BBC’s lawyers recently submitted a “Supplementary Filing” with the FCC stating that, since they are abandoning the Point Roberts towers and will continue to broadcast from their current site, they want their license renewed — and all Petitions and Objections stricken from the record.

This is unlikely. It would be a violation of basic protocol to renew the license without first taking into consideration the many objections voiced which include the fact that BBC has been in violation of FCC regulations regarding “alien control and ownership” of an American radio facility for over a decade and that they repeatedly misrepresented matters on their applications to both the FCC and Whatcom County’s Planning Department.

We await FCC’s decision.

Second is the matter of the 1984 Ottawa Accord, the US-Canadian treaty that governs radio and TV broadcasting near the border. The treaty focuses on “frequency” interference. It requires each country to ensure that any new facility will not interfere with the signal of an existing station on the other side of the border.

But the 1984 agreement does not touch on “blanketing” interference which occurs to electronic equipment proximate to the towers. This kind of interference disrupts devices like computers, cordless phones, radios, TVs — anything with speakers or a receiver. Had the towers been built they would have caused interference to some 300 or residents in Point Roberts (which was within the FCC limits) but they would also have affected over 8,000 homes, businesses and organizations in Tsawwassen which is roughly 20 times the FCC threshold. The treaty doesn’t require that a broadcaster take the residents on the other side of the border into account. BBC didn’t. In fact, they redacted Tsawwassen from all maps submitted in their applications hoping, one can only assume, that no one would notice. The FCC didn’t. We did.

--- Study material ---
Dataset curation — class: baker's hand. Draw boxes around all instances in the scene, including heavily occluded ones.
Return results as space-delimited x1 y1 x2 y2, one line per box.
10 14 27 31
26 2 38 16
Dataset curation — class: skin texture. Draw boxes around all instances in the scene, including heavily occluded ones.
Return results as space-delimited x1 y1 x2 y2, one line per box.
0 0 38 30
...
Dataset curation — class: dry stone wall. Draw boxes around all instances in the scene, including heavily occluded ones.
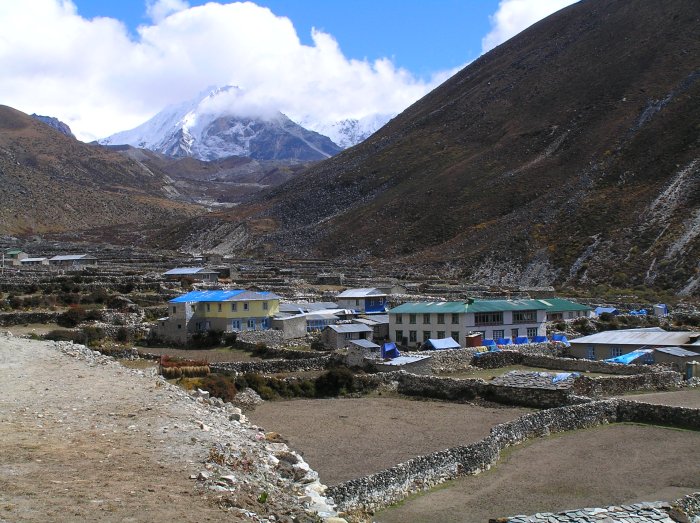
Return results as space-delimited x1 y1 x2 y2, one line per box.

--- Exercise objective ---
Using the piece on BBC's Point Roberts towers, please explain in one to three sentences why the 1984 Ottawa Accord gave Tsawwassen residents no protection from the towers' interference.

--- Solution to the problem ---
The accord addresses only frequency interference, requiring each country to keep a new facility from interfering with the signal of an existing station across the border. It does not cover blanketing interference to electronic equipment near the towers, and it does not require a broadcaster to take residents on the other side of the border into account.